-- YANG HARUS DILAKUKAN --
Salin tanpa perubahan bagian teks tentang tiga tingkatan agama di bawah, mulai dari "Syaikh Ibnu Utsaimin menjelaskan: Diantara" sampai dengan "zakat dan haji.".

-- BLOK TEKS --
▬▬▬

Pembaca yang budiman, di kalangan tarekat sufi sangat terkenal adanya pembagian agama menjadi 3 tingkatan yaitu: Syari’at, Ma’rifat dan Hakikat. Orang/wali yang sudah mencapai tingkatan ma’rifat sudah tidak lagi terbebani aturan syari’at; sehingga dia tidak lagi wajib untuk sholat dan bebas melakukan apapun yang dia inginkan. Demikianlah sebagian keanehan yang ada di seputar pembagian ini. Apakah pembagian semacam ini dikenal di dalam Islam?
Islam Mencakup 3 Tingkatan
Rosululloh shollallahu ‘alaihi wa sallam suatu hari pernah didatangi malaikat Jibril dalam wujud seorang lelaki yang tidak dikenali jatidirinya oleh para sahabat yang ada pada saat itu, dia menanyakan kepada beliau tentang Islam, Iman dan Ihsan. Setelah beliau menjawab berbagai pertanyaan Jibril dan dia pun telah meninggalkan mereka, maka pada suatu kesempatan Rosululloh bertanya kepada sahabat Umar bin Khoththob, “Wahai Umar, tahukah kamu siapakah orang yang bertanya itu ?” Maka Umar menjawab, “Alloh dan Rosul-Nya lah yang lebih tahu”. Nabi pun bersabda, “Sesungguhnya dia itu adalah Jibril yang datang kepada kalian untuk mengajarkan agama kalian.” (HR. Muslim).
Syaikh Ibnu Utsaimin rohimahulloh mengatakan: Di dalam (penggalan) hadits ini terdapat dalil bahwasanya Islam, Iman dan Ihsan semuanya diberi nama ad din/agama (Ta’liq Syarah Arba’in hlm. 23). Jadi agama Islam yang kita anut ini mencakup 3 tingkatan; Islam, Iman dan Ihsan.
Tingkatan Islam
Di dalam hadits tersebut, ketika Rosululloh ditanya tentang Islam beliau menjawab, “Islam itu engkau bersaksi bahwa tidak ada sesembahan (yang haq) selain Alloh dan bahwasanya Muhammad adalah utusan Alloh, engkau dirikan sholat, tunaikan zakat, berpuasa romadhon dan berhaji ke Baitulloh jika engkau mampu untuk menempuh perjalanan ke sana”.
Syaikh Ibnu Utsaimin menjelaskan: Diantara faedah yang bisa dipetik dari hadits ini ialah bahwa Islam itu terdiri dari 5 rukun (Ta’liq Syarah Arba’in hlm. 14). Jadi Islam yang dimaksud disini adalah amalan-amalan lahiriyah yang meliputi syahadat, sholat, puasa, zakat dan haji.

▬▬▬

(Catatan dataset anotasi titik)

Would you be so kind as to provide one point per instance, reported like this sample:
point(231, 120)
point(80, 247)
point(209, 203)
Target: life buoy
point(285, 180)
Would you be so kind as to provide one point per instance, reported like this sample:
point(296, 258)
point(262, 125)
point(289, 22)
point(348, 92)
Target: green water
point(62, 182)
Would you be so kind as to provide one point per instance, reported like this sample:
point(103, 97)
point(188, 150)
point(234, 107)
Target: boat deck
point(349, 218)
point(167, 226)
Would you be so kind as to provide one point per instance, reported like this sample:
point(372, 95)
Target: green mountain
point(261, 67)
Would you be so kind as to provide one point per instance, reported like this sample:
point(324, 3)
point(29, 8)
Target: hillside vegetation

▬▬▬

-- JAWABAN YANG DIHARAPKAN --
Syaikh Ibnu Utsaimin menjelaskan: Diantara faedah yang bisa dipetik dari hadits ini ialah bahwa Islam itu terdiri dari 5 rukun (Ta’liq Syarah Arba’in hlm. 14). Jadi Islam yang dimaksud disini adalah amalan-amalan lahiriyah yang meliputi syahadat, sholat, puasa, zakat dan haji.